— start Given entries —
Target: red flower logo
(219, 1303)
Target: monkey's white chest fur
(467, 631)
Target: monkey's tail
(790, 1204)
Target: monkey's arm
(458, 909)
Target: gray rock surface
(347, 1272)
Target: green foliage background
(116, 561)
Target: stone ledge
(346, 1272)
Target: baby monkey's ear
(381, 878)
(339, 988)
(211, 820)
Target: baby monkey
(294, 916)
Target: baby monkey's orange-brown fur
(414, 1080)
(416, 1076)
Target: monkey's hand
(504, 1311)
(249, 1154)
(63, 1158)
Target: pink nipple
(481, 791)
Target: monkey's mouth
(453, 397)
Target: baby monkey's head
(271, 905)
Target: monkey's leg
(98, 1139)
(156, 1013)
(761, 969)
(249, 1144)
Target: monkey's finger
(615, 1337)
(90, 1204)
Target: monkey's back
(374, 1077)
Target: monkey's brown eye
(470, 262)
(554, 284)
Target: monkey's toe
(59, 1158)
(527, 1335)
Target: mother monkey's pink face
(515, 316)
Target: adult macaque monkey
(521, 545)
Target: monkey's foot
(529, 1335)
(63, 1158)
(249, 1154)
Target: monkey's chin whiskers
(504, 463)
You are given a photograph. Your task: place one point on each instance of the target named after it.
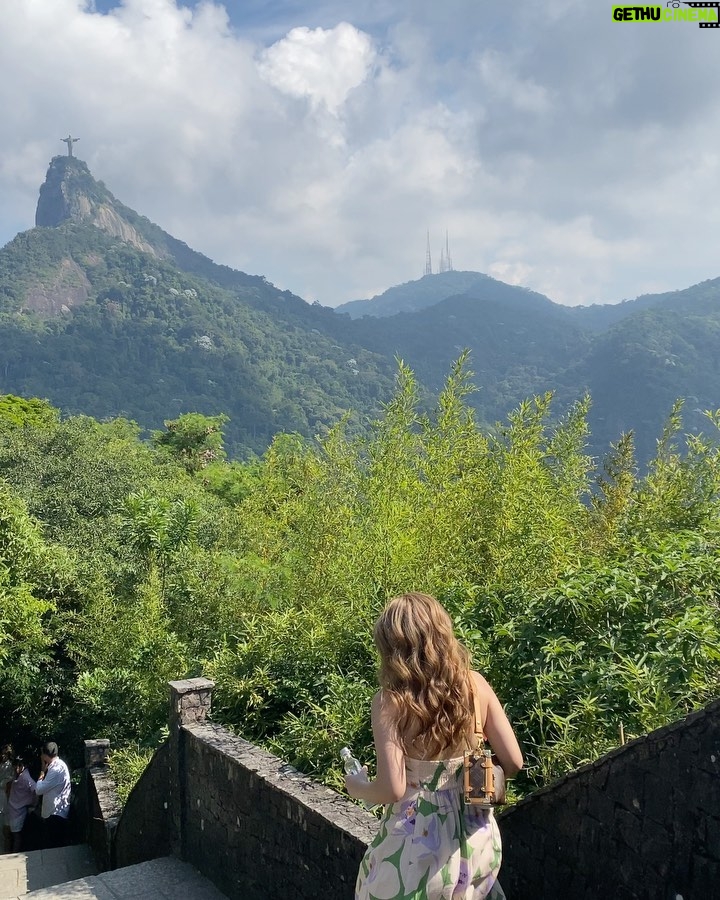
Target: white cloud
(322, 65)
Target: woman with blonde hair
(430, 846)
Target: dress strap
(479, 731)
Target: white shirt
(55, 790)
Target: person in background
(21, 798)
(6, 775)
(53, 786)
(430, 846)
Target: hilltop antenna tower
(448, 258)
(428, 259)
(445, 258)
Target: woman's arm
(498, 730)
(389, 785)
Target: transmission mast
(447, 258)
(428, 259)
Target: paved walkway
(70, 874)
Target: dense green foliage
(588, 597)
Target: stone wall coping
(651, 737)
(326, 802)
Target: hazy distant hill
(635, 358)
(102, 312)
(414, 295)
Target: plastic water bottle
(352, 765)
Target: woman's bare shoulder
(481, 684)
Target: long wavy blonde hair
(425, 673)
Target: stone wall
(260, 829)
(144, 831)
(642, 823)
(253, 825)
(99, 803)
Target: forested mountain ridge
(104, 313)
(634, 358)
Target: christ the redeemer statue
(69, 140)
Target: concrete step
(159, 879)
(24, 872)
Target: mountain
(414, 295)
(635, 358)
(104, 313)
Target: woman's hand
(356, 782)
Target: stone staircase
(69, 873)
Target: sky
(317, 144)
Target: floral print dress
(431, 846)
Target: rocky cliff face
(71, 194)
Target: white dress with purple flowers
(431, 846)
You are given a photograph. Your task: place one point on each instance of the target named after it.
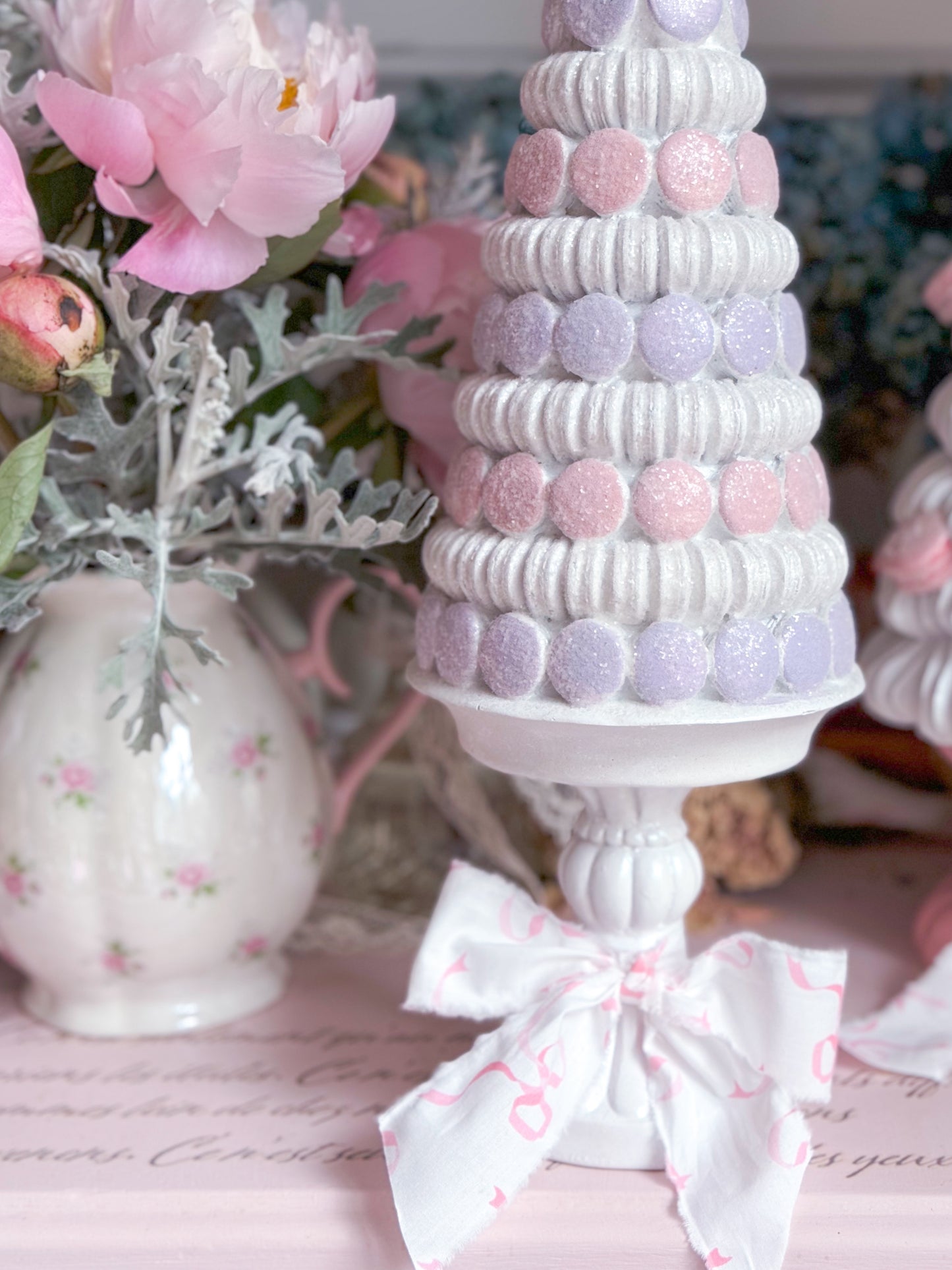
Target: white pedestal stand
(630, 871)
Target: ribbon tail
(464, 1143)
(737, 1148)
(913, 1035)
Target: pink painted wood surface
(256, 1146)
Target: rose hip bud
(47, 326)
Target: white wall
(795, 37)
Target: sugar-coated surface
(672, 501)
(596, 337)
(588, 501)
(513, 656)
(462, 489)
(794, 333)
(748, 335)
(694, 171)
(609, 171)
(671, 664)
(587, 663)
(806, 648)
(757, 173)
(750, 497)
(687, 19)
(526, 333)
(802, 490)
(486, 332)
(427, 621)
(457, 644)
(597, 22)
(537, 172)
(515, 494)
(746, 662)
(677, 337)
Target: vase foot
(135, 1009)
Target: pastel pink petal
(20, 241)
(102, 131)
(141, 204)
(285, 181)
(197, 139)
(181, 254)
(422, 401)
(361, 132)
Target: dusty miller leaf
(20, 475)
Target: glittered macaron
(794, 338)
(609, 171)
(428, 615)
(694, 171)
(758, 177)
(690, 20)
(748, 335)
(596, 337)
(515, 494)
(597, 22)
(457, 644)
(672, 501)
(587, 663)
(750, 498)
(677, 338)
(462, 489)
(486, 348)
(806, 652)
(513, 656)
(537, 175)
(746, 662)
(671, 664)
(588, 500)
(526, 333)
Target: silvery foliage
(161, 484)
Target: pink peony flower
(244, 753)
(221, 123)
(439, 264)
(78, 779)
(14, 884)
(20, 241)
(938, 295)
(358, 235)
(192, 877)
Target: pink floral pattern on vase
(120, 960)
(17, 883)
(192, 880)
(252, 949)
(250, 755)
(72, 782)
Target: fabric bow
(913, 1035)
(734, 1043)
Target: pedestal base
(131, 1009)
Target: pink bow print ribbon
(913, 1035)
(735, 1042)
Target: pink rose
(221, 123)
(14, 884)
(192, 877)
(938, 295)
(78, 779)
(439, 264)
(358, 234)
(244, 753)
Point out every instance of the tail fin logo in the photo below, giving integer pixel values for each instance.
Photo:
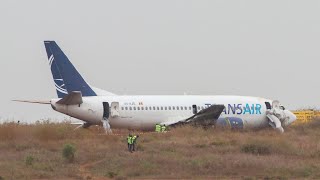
— end Given entries —
Rewrite all the entries above with every "monkey's" changed to "macaque's" and nothing else altered. Leave the pictures out of your answer.

Target: red flower logo
(219, 1303)
Target: macaque's white chest fur
(467, 631)
Target: macaque's tail
(790, 1204)
Target: macaque's arm
(458, 909)
Target: gray rock surface
(347, 1272)
Target: green foliage background
(116, 561)
Target: stone ledge
(346, 1272)
Target: baby macaque's ear
(381, 878)
(339, 988)
(211, 820)
Target: baby monkey
(294, 916)
Target: baby macaque's orange-brown fur
(414, 1080)
(416, 1076)
Target: macaque's hand
(504, 1311)
(249, 1154)
(63, 1158)
Target: pink nipple
(481, 791)
Target: macaque's mouth
(453, 397)
Target: baby macaque's head
(271, 905)
Target: macaque's leg
(98, 1139)
(156, 1013)
(761, 969)
(249, 1144)
Target: macaque's finger
(615, 1337)
(90, 1204)
Target: macaque's back
(374, 1077)
Target: macaque's brown eye
(470, 262)
(554, 284)
Target: macaque's toe
(59, 1158)
(527, 1335)
Target: mother macaque's pink face
(515, 316)
Target: adult macaque monkey
(521, 545)
Target: macaque's foot
(529, 1335)
(63, 1158)
(249, 1154)
Target: macaque's chin whiskers
(504, 463)
You are given a photograph. Your task: place one point on each instance of the target named after it.
Target: white cloud
(322, 65)
Target: woman with blonde hair
(430, 846)
Target: dress strap
(479, 731)
Target: white shirt
(55, 790)
Target: person in background
(21, 798)
(6, 775)
(53, 786)
(430, 846)
Target: hilltop antenna tower
(448, 258)
(428, 259)
(445, 258)
Target: woman's arm
(498, 730)
(389, 785)
Target: transmission mast
(447, 258)
(428, 259)
Target: paved walkway
(70, 874)
Target: dense green foliage
(588, 597)
Target: stone wall coping
(651, 737)
(326, 802)
Target: hazy distant hill
(635, 358)
(102, 312)
(414, 295)
Target: plastic water bottle
(352, 765)
Target: woman's bare shoulder
(481, 684)
Target: long wavy blonde hair
(425, 673)
Target: stone wall
(260, 829)
(144, 831)
(642, 823)
(253, 825)
(99, 803)
Target: forested mountain ridge
(104, 313)
(634, 358)
Target: christ the redeemer statue
(69, 140)
Target: concrete step
(159, 879)
(24, 872)
Target: mountain
(414, 295)
(635, 358)
(104, 313)
Target: woman's hand
(356, 782)
Target: stone staircase
(69, 873)
Target: sky
(317, 144)
Target: floral print dress
(431, 846)
Target: rocky cliff face
(71, 194)
Target: white dress with purple flowers
(431, 846)
You are given a photograph. Your task: place one point on each instance of the target named after it.
Target: white pedestal stand
(630, 871)
Target: ribbon tail
(464, 1143)
(737, 1148)
(913, 1035)
Target: pink painted wood surface
(256, 1146)
Target: rose hip bud
(47, 326)
Target: white wall
(795, 37)
Target: sugar-coated surface
(672, 501)
(596, 337)
(588, 501)
(513, 656)
(462, 489)
(794, 333)
(748, 335)
(694, 171)
(609, 171)
(671, 664)
(587, 663)
(806, 648)
(757, 173)
(750, 497)
(687, 19)
(526, 333)
(802, 490)
(486, 332)
(427, 621)
(457, 644)
(597, 22)
(537, 172)
(515, 494)
(746, 662)
(677, 337)
Target: vase foot
(135, 1009)
Target: pastel pink petal
(20, 241)
(102, 131)
(141, 204)
(285, 181)
(197, 139)
(181, 254)
(422, 401)
(361, 132)
Target: dusty miller leaf
(20, 475)
Target: glittered macaron
(794, 338)
(609, 171)
(428, 615)
(694, 171)
(758, 177)
(690, 20)
(748, 335)
(596, 337)
(515, 494)
(597, 22)
(457, 644)
(672, 501)
(587, 663)
(750, 498)
(677, 338)
(462, 489)
(486, 348)
(806, 652)
(513, 656)
(537, 175)
(746, 662)
(671, 664)
(588, 500)
(526, 333)
Target: silvery foliage
(161, 484)
Target: pink peony flower
(244, 753)
(221, 123)
(439, 264)
(78, 779)
(14, 884)
(20, 241)
(938, 295)
(358, 235)
(192, 877)
Target: pink floral pattern on vase
(120, 960)
(17, 883)
(192, 880)
(252, 949)
(250, 755)
(72, 782)
Target: fabric bow
(913, 1035)
(734, 1043)
Target: pedestal base
(131, 1009)
Target: pink bow print ribbon
(913, 1035)
(735, 1042)
Target: pink rose
(221, 123)
(14, 884)
(192, 877)
(938, 295)
(78, 779)
(439, 264)
(358, 234)
(244, 753)
Point out every instance of the tail fin logo in the photo below, giving integer pixel values for each instance.
Photo:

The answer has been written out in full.